» WORK TO COMPLETE
The stretch wanted below opens at the line containing "Target: concrete walkway" and closes at the line containing "the concrete driveway". Please return it exactly, with no other lines.

[Entries taken from a collection]
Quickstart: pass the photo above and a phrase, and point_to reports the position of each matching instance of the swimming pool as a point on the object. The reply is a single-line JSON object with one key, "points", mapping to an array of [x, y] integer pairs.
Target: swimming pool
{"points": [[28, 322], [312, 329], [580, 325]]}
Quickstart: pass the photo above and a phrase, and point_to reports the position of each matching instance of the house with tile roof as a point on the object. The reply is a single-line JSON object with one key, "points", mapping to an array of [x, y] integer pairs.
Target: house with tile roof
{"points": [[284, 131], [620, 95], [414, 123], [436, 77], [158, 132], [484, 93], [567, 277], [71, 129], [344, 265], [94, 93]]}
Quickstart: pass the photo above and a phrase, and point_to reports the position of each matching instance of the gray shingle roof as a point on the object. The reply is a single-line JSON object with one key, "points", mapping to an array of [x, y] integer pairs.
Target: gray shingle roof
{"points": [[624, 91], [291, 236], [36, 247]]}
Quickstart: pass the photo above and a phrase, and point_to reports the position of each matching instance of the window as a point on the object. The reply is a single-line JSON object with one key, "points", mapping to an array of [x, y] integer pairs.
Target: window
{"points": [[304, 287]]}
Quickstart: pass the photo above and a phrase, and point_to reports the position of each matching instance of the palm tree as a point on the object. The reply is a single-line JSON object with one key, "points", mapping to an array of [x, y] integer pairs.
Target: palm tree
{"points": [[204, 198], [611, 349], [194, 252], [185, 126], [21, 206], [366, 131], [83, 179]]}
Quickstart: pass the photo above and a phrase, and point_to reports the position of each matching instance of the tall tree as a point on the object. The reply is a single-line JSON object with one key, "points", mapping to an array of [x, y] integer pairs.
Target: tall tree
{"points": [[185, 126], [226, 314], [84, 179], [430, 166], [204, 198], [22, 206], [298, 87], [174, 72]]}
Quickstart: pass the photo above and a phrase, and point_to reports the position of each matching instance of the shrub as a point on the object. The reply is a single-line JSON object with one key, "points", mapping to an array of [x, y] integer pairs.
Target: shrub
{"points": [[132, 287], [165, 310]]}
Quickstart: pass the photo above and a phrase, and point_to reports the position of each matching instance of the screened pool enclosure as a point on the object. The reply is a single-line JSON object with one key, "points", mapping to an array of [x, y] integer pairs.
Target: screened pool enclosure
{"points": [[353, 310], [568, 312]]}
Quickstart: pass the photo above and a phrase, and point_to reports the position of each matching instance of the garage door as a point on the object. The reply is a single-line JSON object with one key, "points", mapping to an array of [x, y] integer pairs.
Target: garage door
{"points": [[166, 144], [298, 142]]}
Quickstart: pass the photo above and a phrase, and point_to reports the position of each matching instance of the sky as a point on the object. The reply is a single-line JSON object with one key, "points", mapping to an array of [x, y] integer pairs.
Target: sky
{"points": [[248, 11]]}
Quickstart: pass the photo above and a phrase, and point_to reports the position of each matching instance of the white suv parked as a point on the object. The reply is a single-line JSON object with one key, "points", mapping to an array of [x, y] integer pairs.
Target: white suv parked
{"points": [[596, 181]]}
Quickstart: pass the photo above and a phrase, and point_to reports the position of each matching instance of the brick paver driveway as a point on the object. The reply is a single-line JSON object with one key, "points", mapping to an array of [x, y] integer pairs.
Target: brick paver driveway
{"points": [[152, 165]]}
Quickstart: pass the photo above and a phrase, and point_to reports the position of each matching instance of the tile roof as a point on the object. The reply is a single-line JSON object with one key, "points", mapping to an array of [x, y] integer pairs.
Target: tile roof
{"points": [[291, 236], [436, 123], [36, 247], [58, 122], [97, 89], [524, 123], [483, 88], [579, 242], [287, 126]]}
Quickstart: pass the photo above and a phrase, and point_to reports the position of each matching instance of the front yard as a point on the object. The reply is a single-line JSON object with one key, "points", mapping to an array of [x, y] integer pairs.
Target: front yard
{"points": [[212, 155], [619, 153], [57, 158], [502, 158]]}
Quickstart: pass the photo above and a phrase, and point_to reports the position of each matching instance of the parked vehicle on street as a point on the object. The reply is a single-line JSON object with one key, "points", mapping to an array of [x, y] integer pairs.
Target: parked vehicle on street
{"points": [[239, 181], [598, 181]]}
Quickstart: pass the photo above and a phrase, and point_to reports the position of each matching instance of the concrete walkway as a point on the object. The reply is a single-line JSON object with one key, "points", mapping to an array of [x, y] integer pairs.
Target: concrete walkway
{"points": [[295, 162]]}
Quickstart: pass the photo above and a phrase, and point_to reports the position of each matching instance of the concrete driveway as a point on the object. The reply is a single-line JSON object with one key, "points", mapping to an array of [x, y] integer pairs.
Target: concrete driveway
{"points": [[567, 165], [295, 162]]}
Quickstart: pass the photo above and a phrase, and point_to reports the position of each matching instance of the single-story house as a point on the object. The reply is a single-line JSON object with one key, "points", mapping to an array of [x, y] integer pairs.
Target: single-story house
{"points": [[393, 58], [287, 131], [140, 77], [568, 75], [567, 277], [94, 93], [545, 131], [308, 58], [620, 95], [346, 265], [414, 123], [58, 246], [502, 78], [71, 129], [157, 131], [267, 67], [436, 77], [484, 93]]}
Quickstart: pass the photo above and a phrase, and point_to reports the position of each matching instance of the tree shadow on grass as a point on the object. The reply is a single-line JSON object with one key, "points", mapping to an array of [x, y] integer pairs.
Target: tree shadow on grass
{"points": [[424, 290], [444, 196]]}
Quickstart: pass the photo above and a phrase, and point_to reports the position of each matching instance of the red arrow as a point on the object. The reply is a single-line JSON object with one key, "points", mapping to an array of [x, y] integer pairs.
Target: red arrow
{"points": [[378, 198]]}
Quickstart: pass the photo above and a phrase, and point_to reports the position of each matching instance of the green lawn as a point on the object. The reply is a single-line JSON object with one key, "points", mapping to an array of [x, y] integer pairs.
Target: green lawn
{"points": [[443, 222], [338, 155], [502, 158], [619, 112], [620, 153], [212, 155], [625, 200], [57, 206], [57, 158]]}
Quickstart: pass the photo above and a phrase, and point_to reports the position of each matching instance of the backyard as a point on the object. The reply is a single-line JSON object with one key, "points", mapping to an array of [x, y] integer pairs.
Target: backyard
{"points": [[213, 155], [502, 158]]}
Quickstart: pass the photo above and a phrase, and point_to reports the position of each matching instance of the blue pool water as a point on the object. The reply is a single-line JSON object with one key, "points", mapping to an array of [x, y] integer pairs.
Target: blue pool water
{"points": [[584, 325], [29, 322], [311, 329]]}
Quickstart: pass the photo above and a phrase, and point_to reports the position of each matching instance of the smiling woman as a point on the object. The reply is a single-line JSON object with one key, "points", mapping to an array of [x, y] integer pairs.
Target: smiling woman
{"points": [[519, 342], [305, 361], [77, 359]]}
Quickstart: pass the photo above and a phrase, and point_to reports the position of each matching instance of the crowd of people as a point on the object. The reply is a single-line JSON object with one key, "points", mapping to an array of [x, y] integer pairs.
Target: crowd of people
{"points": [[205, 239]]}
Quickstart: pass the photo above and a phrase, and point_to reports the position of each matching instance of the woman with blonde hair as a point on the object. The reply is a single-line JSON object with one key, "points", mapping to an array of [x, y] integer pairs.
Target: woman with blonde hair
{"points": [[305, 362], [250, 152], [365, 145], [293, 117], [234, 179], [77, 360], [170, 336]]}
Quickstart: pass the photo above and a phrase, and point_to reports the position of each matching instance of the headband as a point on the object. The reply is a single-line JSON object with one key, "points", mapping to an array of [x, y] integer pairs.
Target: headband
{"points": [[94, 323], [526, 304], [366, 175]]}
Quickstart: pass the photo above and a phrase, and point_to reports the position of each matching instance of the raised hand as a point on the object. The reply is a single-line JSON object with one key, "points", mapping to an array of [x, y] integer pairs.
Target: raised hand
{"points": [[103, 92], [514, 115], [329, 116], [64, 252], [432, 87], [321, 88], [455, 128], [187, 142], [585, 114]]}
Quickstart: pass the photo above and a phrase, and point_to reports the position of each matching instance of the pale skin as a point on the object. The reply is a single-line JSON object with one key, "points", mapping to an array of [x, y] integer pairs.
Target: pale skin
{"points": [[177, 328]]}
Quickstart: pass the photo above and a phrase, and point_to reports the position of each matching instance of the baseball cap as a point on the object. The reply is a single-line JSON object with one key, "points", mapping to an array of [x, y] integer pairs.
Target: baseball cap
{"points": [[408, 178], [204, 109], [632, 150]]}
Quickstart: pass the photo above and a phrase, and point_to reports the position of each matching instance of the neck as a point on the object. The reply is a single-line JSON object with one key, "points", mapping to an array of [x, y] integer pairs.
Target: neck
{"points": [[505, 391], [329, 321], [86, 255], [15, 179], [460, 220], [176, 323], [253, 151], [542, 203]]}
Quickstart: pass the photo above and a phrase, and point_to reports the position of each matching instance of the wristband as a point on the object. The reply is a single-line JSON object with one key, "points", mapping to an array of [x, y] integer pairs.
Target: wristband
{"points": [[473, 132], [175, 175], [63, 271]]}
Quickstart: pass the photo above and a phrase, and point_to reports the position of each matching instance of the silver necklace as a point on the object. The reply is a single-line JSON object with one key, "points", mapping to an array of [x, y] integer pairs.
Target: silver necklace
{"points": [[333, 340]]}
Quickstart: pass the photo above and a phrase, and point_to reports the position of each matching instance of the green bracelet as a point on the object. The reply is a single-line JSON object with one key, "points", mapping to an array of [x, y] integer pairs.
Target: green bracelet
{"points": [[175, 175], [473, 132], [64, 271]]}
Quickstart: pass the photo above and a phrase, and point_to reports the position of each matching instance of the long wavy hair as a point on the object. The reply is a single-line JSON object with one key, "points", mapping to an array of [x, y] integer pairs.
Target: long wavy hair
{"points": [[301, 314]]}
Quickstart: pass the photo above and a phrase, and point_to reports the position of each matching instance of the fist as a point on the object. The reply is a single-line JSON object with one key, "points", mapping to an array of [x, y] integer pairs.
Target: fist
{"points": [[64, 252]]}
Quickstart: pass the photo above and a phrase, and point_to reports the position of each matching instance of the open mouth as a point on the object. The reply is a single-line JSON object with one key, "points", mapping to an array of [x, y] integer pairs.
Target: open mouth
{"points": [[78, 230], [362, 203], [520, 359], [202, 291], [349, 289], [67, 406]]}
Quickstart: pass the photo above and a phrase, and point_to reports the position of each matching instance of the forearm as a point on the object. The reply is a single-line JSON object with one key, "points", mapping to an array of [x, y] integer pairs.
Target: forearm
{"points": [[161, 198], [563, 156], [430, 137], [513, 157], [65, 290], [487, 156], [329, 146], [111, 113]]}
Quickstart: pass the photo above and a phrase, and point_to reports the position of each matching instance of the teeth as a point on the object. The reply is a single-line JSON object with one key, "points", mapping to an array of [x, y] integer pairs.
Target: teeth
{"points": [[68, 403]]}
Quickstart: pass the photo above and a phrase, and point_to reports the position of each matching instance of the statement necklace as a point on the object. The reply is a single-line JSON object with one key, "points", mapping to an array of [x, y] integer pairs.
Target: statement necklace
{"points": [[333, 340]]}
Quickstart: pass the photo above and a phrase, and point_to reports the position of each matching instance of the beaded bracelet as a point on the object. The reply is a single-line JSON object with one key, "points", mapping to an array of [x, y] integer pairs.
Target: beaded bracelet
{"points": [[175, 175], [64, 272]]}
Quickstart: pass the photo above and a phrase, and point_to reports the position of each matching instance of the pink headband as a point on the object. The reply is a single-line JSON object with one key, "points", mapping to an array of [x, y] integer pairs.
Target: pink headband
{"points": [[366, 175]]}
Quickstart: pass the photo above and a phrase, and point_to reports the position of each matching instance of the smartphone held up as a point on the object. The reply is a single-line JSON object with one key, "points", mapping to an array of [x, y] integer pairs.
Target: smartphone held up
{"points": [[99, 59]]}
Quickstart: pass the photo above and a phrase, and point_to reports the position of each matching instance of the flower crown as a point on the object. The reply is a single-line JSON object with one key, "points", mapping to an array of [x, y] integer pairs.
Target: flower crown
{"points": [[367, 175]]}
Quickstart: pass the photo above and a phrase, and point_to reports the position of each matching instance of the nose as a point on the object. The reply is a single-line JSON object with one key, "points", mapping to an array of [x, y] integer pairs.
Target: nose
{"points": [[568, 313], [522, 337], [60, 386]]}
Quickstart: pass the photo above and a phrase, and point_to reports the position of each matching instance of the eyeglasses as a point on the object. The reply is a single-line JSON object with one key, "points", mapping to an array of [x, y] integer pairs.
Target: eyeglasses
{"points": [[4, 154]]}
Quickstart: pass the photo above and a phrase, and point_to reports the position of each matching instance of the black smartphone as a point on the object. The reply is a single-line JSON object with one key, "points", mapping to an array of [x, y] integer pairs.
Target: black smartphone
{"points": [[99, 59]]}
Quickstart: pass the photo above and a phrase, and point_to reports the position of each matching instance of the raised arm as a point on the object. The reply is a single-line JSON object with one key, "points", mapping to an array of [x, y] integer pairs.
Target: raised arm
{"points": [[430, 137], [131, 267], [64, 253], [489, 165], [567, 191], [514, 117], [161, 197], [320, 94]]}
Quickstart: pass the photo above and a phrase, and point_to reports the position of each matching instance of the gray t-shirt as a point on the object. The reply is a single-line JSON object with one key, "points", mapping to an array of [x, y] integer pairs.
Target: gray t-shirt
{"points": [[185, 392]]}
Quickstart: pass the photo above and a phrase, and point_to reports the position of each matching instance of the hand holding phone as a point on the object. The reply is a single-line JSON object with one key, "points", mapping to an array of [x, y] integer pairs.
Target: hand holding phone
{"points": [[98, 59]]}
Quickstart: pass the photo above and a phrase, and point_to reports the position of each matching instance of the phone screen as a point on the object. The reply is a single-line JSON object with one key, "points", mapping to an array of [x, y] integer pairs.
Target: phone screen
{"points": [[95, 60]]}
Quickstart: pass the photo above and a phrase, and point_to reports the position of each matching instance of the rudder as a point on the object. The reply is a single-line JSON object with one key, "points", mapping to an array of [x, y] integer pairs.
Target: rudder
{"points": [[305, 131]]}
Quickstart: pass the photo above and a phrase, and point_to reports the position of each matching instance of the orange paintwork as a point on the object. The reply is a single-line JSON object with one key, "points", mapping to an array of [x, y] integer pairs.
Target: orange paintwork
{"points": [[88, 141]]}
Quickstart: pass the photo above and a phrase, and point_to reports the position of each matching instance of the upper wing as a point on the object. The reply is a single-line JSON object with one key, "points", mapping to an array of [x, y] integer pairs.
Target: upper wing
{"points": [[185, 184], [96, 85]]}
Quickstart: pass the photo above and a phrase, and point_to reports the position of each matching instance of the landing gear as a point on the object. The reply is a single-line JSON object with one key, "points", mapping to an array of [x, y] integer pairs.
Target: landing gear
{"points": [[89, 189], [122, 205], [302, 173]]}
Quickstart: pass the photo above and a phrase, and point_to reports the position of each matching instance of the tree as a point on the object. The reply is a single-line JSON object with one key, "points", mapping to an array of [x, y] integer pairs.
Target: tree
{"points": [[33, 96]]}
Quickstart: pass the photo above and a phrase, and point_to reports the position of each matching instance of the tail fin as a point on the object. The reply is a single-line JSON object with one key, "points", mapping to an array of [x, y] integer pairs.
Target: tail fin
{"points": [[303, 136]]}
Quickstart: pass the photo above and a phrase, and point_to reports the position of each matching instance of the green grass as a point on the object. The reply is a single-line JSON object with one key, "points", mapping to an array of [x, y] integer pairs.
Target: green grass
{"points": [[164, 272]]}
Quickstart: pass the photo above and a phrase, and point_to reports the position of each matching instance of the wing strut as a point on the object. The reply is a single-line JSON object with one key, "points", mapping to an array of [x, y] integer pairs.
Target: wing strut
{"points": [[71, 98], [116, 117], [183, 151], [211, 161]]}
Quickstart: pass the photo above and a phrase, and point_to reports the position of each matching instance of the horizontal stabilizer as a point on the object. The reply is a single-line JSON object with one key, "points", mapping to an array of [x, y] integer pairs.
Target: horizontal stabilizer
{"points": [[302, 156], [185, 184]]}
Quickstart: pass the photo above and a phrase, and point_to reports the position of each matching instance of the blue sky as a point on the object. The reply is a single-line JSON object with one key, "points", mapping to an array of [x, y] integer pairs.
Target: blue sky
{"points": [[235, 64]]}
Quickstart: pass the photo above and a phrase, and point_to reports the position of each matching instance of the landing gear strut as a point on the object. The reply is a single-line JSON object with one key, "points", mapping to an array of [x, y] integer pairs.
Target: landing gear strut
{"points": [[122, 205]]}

» RESULT OF THE TASK
Target: concrete walkway
{"points": [[295, 162]]}
Quickstart: pass the photo above and a phrase, and point_to reports the position of each matching instance of the concrete driveway as a point on the object. The reply is a single-line JSON object with one key, "points", mapping to an array of [x, y] integer pairs.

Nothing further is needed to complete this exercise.